_指示 A_: アーティストランスペースに関する本文のうち、「MAD City運営のまちづ」を含む語句で始まり「クト推進の要因になりました。」で終わる部分を、「家賃」を「賃料」に差し替えて書き出してください。
_指示 B_: アーティストランスペースに関する本文を、最後の文の後から書き継いでください。

_本文_:
アーティストランスペース、という用語にも現れているように、芸術家の一部は昨今では自らの場所を自ら立ち上げ、運営するようになりました。その一方で場所を運営するだけで社会との接点がまだまだ薄い場合もあります。本PJではtaka konoが海外生活の経験からも市場経済ともDIY精神をもって向き合う個性を持っており、このことを共通項にしてまちづクリエイティブとtaka konoが対話を重ねたことから企画が進んでいきました。

共創型サブリース

MAD City運営のまちづクリエイティブは不動産サービスをサブリース(転貸)によって進めており、それぞれの物件を家賃負担して借り上げることを基本としています。それゆえにリスクを自社負担することで各物件を自由に価格設定したり条件設定することができます。このため、家賃を固定でなくプロジェクト収支と連動させることや、室内を水で浸したいといった、一般に難しい企画でも対応できることがプロジェクト推進の要因になりました。

_データセットからの抜粋_:
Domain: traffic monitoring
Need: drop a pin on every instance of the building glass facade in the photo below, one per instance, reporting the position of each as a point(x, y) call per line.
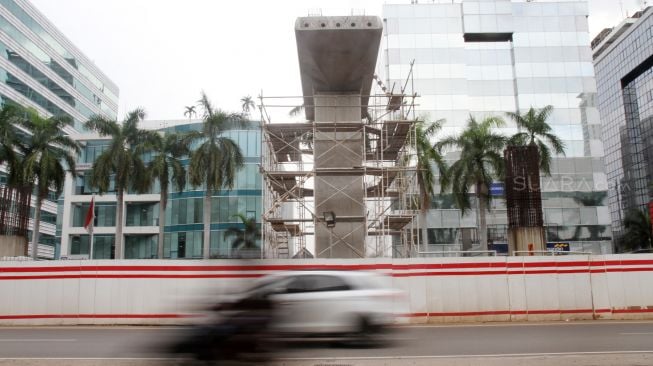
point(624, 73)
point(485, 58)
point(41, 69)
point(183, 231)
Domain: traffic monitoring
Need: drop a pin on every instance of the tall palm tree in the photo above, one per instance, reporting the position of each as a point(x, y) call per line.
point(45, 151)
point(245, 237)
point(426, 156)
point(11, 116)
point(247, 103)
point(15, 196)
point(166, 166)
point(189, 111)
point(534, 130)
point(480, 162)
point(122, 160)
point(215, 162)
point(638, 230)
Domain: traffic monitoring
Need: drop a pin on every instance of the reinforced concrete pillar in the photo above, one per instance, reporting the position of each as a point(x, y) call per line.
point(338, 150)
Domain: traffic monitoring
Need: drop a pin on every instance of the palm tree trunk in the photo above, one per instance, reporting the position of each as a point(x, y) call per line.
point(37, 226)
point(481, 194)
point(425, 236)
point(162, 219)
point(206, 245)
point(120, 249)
...
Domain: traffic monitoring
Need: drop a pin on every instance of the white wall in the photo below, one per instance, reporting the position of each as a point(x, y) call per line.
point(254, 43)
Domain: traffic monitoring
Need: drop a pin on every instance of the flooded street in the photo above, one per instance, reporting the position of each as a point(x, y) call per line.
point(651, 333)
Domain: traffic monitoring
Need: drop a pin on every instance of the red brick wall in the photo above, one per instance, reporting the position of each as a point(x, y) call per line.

_解答例 A_:
MAD City運営のまちづクリエイティブは不動産サービスをサブリース(転貸)によって進めており、それぞれの物件を賃料負担して借り上げることを基本としています。それゆえにリスクを自社負担することで各物件を自由に価格設定したり条件設定することができます。このため、賃料を固定でなくプロジェクト収支と連動させることや、室内を水で浸したいといった、一般に難しい企画でも対応できることがプロジェクト推進の要因になりました。

_解答例 B_:
海外との接続

本PJはコロナ感染症が蔓延したタイミングでの開催となりましたが、オフィスでテレワークが浸透したように現代アートの世界でもオンラインでの展示が浸透したことに関わる企画を行ったことが、本PJの価値を高めることとなりました。集客上は当然ネガティブではありましたが、活動をオンライン経由で知った海外のギャラリーやアーティストとの接点が予想以上に生まれることとなりました。

まちづくり×現代アートの再検討

現代アートとまちづくりとは異なる目的や特徴を持つがゆえに、実際には長い期間で連携することは難しい事情を抱えています。双方をリスペクトし続けるためには、双方の専門性をお互いが認め合う必要がありますが、異なる目的を持つ両者がそもそも相手の専門性を理解すること自体が難しいものです。その際、場所においても事業モデルにおいてもお互いが常に変化し続け新たな企画を行い続ける必要があり、本PJはその貴重な好例だと考えます。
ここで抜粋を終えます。